Величайший из иконописцев конца XIV и начала XV вв. Андрей Рублев
признавался "преподобным". Из летописи мы узнаем про его "великое тщание
о постничестве и иноческом жительстве". О нем и о его
друзьях-иконописцах мы читаем: "на самый праздник Светлого Воскресения
на сидалищах сидяща и перед собою имуща Божественные и всечестные иконы и
на тех неуклонно зряща, Божественные радости и светлости исполняхуся и
не точию в той день, но и в прочие дни, егда живописательству не
прилежаху". Прибавим к этому, что преподобный Андрей считался человеком
исключительного ума и духовного опыта - "всех превосходят в мудрости
зельне", и мы поймем, каким драгоценным историческим памятником является
древняя русская икона. В ней мы находим полное изображение всей
внутренней истории русского религиозного и вместе с тем национального
самосознания и мысли. А история мысли религиозной в те времена совпадает
с историей мысли вообще.
Оценивая исторические заслуги святителей и преподобных XIV столетия -
митрополита Алексия, Сергия Радонежского и Стефана Пермского, В. О.
Ключевский говорит между прочим: "эта присноблаженная троица ярким
созвездием блещет в нашем XIV веке, делая его зарею политического и
нравственного возрождения русской земли".3 При свете этого созвездия
начался с XIV на XV век расцвет русской иконописи. Вся она от начала и
до конца носит на себе печать великого духовного подвига св. Сергия и
его современников.
Прежде всего в иконе ясно отражается общий духовный перелом, пережитый в
те дни Россией. Эпоха до св. Сергия и до Куликовской битвы
характеризуется общим упадком духа и робости. По словам Ключевского, в
те времена "во всех русских нервах еще до боли живо было впечатление
ужаса" татарского нашествия. "Люди беспомощно опускали руки, умы теряли
всякую бодрость и упругость". "Мать пугала неспокойного ребенка лихим
татарином; услышав это злое слово, взрослые растерянно бросались бежать,
сами не зная куда".

◆ ◆ ◆

Задание A:
Ответьте по тексту о древнерусской иконе:
(i) К какому времени текст относит Андрея Рублева?
(ii) Кого Ключевский называет «присноблаженной троицей»?
(iii) Чем мать пугала неспокойного ребенка?
Текст и записи никак не связаны между собой.

◆ ◆ ◆

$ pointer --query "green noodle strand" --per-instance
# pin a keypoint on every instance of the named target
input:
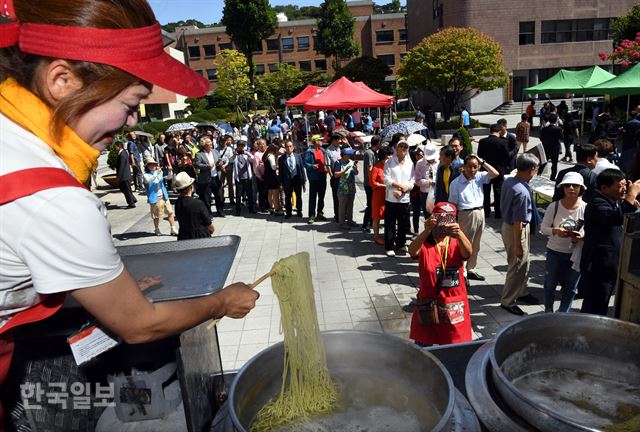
(307, 389)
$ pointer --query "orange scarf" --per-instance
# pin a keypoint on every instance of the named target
(28, 111)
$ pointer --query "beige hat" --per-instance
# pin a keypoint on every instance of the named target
(183, 180)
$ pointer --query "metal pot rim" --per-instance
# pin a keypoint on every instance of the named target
(497, 370)
(444, 419)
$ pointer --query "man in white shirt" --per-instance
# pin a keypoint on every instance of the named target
(399, 180)
(466, 192)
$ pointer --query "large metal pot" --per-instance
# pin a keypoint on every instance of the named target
(569, 372)
(383, 369)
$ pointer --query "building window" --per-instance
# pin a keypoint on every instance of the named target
(579, 30)
(209, 51)
(287, 44)
(303, 42)
(305, 65)
(384, 36)
(388, 59)
(273, 45)
(194, 52)
(527, 33)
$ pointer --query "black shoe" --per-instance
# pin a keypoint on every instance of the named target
(529, 299)
(515, 309)
(475, 276)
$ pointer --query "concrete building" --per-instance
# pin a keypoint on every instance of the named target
(379, 35)
(537, 37)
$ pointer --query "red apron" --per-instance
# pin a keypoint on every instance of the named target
(452, 300)
(16, 185)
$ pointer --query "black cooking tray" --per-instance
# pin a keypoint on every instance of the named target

◆ ◆ ◆

Задание B:
Перепишите без изменений все записи с командами pointer, опустив изображения.

Ответ A:
(i) К концу XIV и началу XV вв.
(ii) Митрополита Алексия, Сергия Радонежского и Стефана Пермского.
(iii) Лихим татарином.

Ответ B:
$ pointer --query "green noodle strand" --per-instance
# pin a keypoint on every instance of the named target
input:
(307, 389)
$ pointer --query "orange scarf" --per-instance
# pin a keypoint on every instance of the named target
(28, 111)
$ pointer --query "beige hat" --per-instance
# pin a keypoint on every instance of the named target
(183, 180)
$ pointer --query "metal pot rim" --per-instance
# pin a keypoint on every instance of the named target
(497, 370)
(444, 419)
$ pointer --query "man in white shirt" --per-instance
# pin a keypoint on every instance of the named target
(399, 180)
(466, 192)
$ pointer --query "large metal pot" --per-instance
# pin a keypoint on every instance of the named target
(569, 372)
(383, 369)
$ pointer --query "building window" --per-instance
# pin a keypoint on every instance of the named target
(579, 30)
(209, 51)
(287, 44)
(303, 42)
(305, 65)
(384, 36)
(388, 59)
(273, 45)
(194, 52)
(527, 33)
$ pointer --query "black shoe" --per-instance
# pin a keypoint on every instance of the named target
(529, 299)
(515, 309)
(475, 276)
$ pointer --query "concrete building" --per-instance
# pin a keypoint on every instance of the named target
(379, 35)
(537, 37)
$ pointer --query "red apron" --per-instance
# pin a keypoint on every instance of the named target
(452, 300)
(16, 185)
$ pointer --query "black cooking tray" --per-instance
# pin a keypoint on every instance of the named target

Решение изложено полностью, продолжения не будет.